◆ What is expected: Print each line from the start of the records below up through the line where "163L748 141L736 164L732" is found, exactly as given.

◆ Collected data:

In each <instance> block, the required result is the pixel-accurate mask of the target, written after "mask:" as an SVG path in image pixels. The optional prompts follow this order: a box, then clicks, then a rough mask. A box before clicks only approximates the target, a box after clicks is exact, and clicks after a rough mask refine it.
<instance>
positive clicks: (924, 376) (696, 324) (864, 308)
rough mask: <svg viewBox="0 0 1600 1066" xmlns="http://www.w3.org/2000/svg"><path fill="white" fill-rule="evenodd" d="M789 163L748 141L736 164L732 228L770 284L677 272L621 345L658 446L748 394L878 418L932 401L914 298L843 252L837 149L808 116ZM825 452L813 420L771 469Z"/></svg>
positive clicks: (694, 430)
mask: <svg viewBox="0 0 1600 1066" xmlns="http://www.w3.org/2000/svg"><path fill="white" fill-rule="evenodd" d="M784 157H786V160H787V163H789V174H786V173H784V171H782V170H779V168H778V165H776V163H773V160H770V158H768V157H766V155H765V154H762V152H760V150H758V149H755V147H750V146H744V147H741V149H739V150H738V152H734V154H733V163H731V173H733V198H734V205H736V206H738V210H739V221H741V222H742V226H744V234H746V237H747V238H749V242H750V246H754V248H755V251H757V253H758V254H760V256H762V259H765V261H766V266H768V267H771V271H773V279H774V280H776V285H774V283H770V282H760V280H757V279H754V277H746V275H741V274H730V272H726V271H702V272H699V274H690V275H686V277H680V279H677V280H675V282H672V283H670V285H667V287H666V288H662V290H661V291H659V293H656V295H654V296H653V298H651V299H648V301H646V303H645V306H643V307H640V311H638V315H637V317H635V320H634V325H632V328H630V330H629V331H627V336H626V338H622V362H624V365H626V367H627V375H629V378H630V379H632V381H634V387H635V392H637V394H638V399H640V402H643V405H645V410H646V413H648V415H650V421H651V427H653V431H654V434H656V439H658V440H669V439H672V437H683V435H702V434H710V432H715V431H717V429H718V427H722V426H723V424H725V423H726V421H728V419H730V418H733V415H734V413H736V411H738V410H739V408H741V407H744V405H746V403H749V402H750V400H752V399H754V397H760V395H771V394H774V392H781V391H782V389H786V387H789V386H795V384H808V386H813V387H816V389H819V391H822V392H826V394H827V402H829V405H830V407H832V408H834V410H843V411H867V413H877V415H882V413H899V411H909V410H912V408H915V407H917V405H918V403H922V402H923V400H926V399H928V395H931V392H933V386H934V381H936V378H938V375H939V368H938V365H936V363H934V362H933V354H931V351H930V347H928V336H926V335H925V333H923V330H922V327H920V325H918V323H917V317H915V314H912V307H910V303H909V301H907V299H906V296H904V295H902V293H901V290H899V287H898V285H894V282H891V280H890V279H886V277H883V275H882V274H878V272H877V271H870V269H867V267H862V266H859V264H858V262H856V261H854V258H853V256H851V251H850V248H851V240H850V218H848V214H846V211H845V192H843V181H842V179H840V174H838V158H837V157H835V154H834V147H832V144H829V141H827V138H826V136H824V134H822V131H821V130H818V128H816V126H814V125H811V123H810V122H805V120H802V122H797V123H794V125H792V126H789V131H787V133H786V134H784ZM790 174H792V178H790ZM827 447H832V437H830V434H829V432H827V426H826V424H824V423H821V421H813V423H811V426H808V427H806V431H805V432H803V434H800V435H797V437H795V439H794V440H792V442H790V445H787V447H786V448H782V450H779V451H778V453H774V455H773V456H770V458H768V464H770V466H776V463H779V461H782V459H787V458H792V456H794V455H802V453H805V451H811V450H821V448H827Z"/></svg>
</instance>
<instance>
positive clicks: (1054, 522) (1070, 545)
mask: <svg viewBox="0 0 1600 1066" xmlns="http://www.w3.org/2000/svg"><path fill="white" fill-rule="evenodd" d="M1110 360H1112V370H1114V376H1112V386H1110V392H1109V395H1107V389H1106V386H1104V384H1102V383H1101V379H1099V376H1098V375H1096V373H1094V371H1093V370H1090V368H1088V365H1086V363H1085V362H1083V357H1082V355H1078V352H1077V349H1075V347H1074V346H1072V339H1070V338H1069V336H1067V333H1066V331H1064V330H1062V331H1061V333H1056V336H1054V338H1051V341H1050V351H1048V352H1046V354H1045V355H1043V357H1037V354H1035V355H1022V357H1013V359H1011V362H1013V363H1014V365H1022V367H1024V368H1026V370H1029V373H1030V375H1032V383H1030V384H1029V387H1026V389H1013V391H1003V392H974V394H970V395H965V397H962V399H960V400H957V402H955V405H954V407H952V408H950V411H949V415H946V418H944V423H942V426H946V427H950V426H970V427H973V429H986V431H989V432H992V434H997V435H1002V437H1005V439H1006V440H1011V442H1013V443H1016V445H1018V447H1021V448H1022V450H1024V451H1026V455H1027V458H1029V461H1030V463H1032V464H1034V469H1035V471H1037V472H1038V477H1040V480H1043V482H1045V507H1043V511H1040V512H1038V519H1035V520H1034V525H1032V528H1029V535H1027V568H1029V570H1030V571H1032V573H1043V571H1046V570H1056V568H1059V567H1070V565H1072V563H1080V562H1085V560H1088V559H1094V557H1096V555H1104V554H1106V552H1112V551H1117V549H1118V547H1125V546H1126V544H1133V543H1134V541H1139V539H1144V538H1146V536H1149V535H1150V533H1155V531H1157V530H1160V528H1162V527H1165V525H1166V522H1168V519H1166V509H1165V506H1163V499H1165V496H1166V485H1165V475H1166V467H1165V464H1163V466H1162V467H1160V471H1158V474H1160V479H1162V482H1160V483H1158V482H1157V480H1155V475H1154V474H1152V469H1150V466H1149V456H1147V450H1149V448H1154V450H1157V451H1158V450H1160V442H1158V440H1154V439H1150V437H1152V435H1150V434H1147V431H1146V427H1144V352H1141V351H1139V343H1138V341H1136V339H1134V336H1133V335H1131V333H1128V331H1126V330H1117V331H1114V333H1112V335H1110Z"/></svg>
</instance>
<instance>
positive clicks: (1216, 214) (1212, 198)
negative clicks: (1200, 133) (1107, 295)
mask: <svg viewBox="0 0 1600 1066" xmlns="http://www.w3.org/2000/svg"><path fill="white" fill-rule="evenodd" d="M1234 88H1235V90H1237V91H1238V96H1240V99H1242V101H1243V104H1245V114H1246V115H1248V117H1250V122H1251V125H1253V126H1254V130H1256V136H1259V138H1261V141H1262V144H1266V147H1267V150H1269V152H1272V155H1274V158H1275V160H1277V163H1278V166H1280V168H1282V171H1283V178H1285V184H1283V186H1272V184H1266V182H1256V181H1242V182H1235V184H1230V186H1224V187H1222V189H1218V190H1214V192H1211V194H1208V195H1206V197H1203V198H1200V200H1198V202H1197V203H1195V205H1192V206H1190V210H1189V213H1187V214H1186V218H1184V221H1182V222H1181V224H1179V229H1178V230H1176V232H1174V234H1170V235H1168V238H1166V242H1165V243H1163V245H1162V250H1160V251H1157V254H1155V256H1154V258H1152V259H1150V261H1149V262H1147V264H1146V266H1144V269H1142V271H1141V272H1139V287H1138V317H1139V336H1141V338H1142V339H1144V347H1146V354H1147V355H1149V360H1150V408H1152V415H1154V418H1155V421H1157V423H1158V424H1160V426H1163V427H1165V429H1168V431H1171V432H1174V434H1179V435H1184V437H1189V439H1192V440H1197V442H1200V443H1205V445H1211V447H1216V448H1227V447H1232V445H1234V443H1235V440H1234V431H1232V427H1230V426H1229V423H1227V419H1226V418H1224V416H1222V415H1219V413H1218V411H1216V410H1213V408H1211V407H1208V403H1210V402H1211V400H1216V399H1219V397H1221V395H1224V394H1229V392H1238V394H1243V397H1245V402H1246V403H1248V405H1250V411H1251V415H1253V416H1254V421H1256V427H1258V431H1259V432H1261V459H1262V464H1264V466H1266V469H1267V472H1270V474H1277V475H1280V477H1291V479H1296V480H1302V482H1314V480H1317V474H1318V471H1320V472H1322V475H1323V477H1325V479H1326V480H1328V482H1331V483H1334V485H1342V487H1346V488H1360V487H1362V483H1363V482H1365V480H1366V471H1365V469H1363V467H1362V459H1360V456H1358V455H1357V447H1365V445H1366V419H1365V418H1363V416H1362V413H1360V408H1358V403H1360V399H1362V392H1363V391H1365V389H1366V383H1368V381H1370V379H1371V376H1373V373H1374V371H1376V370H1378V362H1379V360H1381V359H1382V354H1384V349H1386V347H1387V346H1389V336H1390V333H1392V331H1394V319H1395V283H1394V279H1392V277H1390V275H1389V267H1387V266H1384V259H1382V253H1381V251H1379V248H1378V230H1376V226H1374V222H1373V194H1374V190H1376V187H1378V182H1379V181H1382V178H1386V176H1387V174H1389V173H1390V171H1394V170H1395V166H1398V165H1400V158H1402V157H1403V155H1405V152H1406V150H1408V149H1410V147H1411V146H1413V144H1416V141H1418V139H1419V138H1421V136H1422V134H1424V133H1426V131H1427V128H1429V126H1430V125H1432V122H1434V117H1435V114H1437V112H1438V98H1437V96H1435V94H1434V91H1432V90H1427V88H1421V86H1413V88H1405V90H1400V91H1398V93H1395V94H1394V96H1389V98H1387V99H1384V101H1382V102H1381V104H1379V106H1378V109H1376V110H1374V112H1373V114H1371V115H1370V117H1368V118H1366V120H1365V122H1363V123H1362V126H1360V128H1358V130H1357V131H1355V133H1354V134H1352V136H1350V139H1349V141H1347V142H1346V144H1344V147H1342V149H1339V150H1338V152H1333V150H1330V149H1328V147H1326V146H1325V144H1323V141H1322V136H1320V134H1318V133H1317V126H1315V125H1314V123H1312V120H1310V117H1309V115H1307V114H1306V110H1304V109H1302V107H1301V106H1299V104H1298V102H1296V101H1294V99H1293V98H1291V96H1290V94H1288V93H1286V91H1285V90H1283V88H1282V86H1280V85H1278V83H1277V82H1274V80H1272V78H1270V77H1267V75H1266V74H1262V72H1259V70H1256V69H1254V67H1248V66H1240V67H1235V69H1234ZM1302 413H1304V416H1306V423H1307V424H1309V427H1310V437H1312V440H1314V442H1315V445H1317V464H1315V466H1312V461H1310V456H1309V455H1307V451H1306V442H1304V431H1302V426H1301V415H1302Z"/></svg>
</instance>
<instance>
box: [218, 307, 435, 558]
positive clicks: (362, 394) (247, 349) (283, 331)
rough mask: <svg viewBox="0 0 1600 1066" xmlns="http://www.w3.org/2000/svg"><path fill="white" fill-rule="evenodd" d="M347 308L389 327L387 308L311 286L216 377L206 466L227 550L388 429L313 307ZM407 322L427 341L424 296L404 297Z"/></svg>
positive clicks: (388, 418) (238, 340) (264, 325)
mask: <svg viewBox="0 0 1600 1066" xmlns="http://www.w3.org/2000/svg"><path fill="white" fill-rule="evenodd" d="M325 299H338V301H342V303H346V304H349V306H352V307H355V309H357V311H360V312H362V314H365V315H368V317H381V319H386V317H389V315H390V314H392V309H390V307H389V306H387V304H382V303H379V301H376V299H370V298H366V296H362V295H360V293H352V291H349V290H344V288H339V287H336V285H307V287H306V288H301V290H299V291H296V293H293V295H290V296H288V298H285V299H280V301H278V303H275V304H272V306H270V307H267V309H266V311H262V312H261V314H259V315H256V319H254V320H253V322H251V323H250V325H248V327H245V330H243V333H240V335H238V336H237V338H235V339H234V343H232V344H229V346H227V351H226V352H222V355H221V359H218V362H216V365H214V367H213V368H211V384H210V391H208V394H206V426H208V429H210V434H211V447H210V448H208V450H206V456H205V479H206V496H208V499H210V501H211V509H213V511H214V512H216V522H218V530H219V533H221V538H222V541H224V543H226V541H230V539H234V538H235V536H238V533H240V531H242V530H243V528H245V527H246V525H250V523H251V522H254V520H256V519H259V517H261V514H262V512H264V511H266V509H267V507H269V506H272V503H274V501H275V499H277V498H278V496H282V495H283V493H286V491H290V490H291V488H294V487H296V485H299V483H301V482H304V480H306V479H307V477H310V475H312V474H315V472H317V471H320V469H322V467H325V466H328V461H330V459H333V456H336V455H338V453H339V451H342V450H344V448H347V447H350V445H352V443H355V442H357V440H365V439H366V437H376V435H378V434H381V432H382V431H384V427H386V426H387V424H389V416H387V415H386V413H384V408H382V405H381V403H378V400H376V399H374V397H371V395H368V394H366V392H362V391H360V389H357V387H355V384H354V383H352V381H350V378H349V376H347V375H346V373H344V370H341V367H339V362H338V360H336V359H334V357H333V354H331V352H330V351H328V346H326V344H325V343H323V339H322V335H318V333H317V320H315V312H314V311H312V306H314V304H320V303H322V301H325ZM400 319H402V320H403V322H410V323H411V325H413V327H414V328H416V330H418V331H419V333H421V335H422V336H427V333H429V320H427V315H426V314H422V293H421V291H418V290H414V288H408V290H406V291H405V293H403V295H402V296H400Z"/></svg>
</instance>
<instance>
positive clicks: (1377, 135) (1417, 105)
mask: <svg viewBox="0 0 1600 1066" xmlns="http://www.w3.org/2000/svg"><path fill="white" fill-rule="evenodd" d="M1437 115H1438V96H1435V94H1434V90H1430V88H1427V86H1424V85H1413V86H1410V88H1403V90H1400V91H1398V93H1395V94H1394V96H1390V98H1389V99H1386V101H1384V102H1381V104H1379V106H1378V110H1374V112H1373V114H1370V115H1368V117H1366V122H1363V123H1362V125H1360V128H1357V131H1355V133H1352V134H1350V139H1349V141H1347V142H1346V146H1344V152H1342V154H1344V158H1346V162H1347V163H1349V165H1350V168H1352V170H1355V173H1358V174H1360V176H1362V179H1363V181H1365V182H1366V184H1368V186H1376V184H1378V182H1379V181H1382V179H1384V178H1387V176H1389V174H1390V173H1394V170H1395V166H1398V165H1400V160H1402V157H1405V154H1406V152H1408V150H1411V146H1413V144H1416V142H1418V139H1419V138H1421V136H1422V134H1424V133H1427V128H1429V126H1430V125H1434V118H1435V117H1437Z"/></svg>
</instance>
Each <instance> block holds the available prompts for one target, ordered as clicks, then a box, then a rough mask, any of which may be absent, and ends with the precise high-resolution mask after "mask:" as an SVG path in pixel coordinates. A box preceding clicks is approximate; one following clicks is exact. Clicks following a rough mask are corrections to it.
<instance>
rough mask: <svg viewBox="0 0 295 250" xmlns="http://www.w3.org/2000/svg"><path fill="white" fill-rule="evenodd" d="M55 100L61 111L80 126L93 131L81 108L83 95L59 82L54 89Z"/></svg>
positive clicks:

◆ Answer:
In each <instance> block, the required result is the pixel-accurate mask of the target, written after "mask:" as an SVG path in image pixels. The optional prompts follow this order: a box, then clicks, then a rough mask. A box before clicks only approximates the target, a box after clicks is exact, and clicks after a rough mask refine it.
<instance>
positive clicks: (924, 376) (696, 324) (864, 308)
rough mask: <svg viewBox="0 0 1600 1066" xmlns="http://www.w3.org/2000/svg"><path fill="white" fill-rule="evenodd" d="M789 163L748 141L736 164L732 228L770 284L677 272L621 345L658 446L748 394L878 418L932 401L914 298L843 252L837 149L808 116ZM825 452L813 420L771 469Z"/></svg>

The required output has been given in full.